#### Task instructions
A - List the Takeda Vaccines collaborators named in the dengue article, giving names only.
B - Please quote the part of the dengue article that opens with the words containing "The technique predicted" and closes with "dengue virus vaccines.".
Top of Page excerpt
Vaccines

January 12, 2023

Antibody “fingerprinting” method potential advance to slow spread of dengue

Vanderbilt researchers have reported a major advance in understanding and potentially preventing dengue, a devastating, mosquito-borne tropical viral infection that is spreading across the globe.

 

by Bill Snyder

Researchers at Vanderbilt University Medical Center, in collaboration with Takeda Vaccines Inc., have reported a major advance in understanding and potentially preventing dengue, a devastating, mosquito-borne tropical viral infection that is spreading across the globe.

Their technique, called neutralization fingerprinting, characterizes the diverse, “poly- clonal” antibody responses to dengue infections and vaccines in a way that should help guide further vaccine development and optimization.

While the Dengvaxia vaccine has been approved for use in certain geographic regions, it does not offer complete protection against all four of the dengue viruses (called dengue “serotypes”) that elicit different immune responses.

This is important, because antibodies generated against one serotype can enhance a subsequent infection by a different serotype.

This antibody-dependent enhancement of infection increases the risk for dengue hemorrhagic fever and dengue shock syndrome, characterized by fever, vomiting, internal bleeding and potentially fatal circulatory collapse.

“The existence of multiple dengue virus serotypes presents a formidable challenge for the human immune system to elicit broadly protective responses,” said Ivelin Georgiev, PhD, co-corresponding author with Robert Carnahan, PhD, of the paper published Dec. 13 in the journal Cell Reports.

“A better understanding of the complexity of the immune response to dengue vaccines is needed,” said Georgiev, who directs the Vanderbilt Program in Computational Microbiology and Immunology.

“Our technology offers a unique opportunity to decipher the key ingredients in the responses to dengue vaccines, providing a roadmap for further vaccine optimization.”

The neutralizing fingerprinting technology (NFP) was developed several years ago by Georgiev and colleagues, then at the National Institute of Allergy and Infectious Diseases of the National Institutes of Health, to “deconvolute” the polyclonal antibody responses to infection by the human immunodeficiency virus (HIV), which causes AIDS.

In the current study, Georgiev, Carnahan, and their colleagues examined the neutralization patterns of polyclonal antibodies responding to the investigational TAK-003 vaccine, which is now licensed in Indonesia and Asia.

Using their NFP algorithm, they discovered that antibody neutralization patterns in individuals who had been previously infected by various dengue serotypes prior to vaccination differed significantly from the patterns observed in previously uninfected individuals who received the vaccine.

The technique predicted amplification by the vaccine of pre-existing neutralizing antibody specificities in previously infected, seropositive individuals, thus quantifying the role of immunologic imprinting in driving antibody responses to dengue virus vaccines.

Georgiev, associate professor of Pathology, Microbiology & Immunology, Biomedical Informatics, and Computer Science, has pioneered computational methods to model antibody-antigen interactions.

Carnahan, professor of Pediatrics and of Radiology & Radiological Sciences, and associate director of the Vanderbilt Vaccine Center, has advanced the use of human monoclonal antibodies to prevent life-threatening viral infections.

VUMC co-authors included Nagarajan Raju, PhD, Xiaoyan Zhan, PhD, and James E. Crowe, Jr., MD. Takeda Vaccines collaborators included Subash Das, DVM, PhD, Lovkesh Karwal, MS, and Hansi J. Dean, PhD.
Bottom of Page excerpt
Top of Excerpted data
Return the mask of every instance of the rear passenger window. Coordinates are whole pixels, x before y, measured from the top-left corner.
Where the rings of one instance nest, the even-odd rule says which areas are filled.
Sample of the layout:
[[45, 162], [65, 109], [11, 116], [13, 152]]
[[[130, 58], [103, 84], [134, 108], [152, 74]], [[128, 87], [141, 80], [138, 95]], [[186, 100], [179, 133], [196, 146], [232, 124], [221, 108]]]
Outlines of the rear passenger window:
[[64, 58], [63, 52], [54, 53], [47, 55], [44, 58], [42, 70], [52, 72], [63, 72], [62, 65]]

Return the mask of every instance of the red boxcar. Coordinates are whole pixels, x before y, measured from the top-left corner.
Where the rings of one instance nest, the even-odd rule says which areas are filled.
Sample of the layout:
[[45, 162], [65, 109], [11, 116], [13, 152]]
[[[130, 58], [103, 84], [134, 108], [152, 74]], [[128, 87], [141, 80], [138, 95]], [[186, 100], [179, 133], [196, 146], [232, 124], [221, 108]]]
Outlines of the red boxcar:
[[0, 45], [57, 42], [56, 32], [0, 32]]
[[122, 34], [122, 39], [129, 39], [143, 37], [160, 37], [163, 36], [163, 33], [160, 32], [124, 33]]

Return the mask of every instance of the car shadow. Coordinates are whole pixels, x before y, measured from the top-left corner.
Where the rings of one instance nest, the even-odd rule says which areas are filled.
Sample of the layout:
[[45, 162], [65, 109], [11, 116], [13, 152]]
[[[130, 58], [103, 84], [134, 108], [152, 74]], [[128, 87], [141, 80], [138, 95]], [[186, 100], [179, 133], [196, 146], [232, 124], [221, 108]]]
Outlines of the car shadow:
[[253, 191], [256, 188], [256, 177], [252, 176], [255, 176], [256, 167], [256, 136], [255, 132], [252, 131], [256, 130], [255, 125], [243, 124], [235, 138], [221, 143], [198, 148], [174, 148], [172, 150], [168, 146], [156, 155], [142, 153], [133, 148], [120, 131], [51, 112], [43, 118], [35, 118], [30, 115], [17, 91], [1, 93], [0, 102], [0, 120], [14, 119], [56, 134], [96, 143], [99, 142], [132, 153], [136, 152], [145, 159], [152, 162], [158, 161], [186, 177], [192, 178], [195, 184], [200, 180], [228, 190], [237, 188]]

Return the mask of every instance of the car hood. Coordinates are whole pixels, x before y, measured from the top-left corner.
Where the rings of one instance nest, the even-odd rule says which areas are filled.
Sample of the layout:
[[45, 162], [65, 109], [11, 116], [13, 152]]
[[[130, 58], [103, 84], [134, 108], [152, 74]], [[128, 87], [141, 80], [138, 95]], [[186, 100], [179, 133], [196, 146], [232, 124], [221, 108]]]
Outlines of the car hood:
Bottom of Excerpted data
#### Expected outputs
A - Subash Das, Lovkesh Karwal, Hansi J. Dean

B -
The technique predicted amplification by the vaccine of pre-existing neutralizing antibody specificities in previously infected, seropositive individuals, thus quantifying the role of immunologic imprinting in driving antibody responses to dengue virus vaccines.